» Directive
Copy each of the records below word for word, but omit the pictures.

» Provided material
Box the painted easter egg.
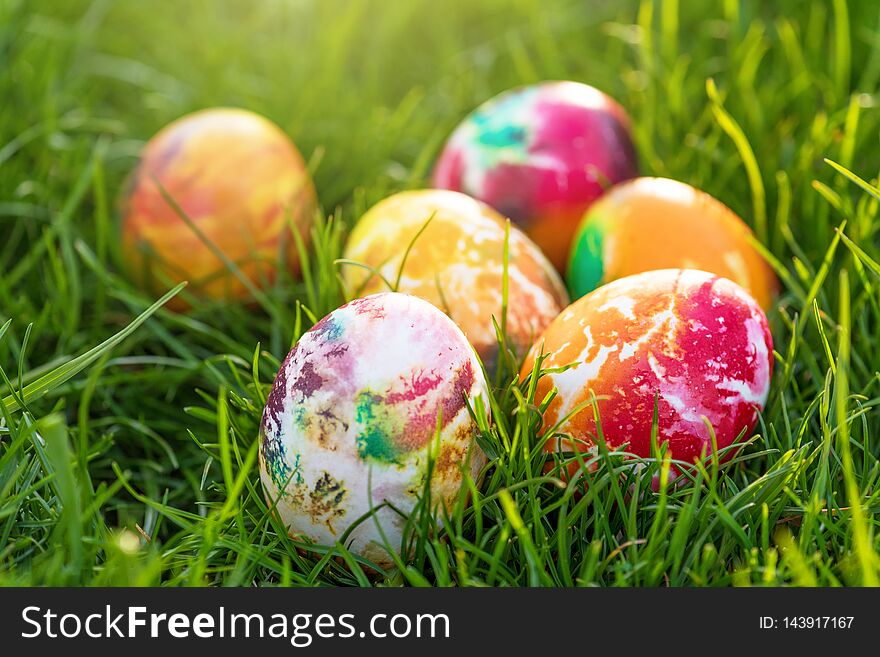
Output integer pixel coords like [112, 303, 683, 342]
[260, 292, 488, 567]
[521, 269, 773, 468]
[433, 82, 638, 271]
[568, 178, 778, 308]
[122, 109, 315, 309]
[344, 190, 568, 372]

» The result
Box the painted easter egg.
Output integer pixel coords like [112, 303, 683, 342]
[260, 292, 488, 567]
[521, 269, 773, 468]
[433, 82, 638, 271]
[568, 178, 778, 308]
[122, 109, 315, 309]
[344, 190, 568, 372]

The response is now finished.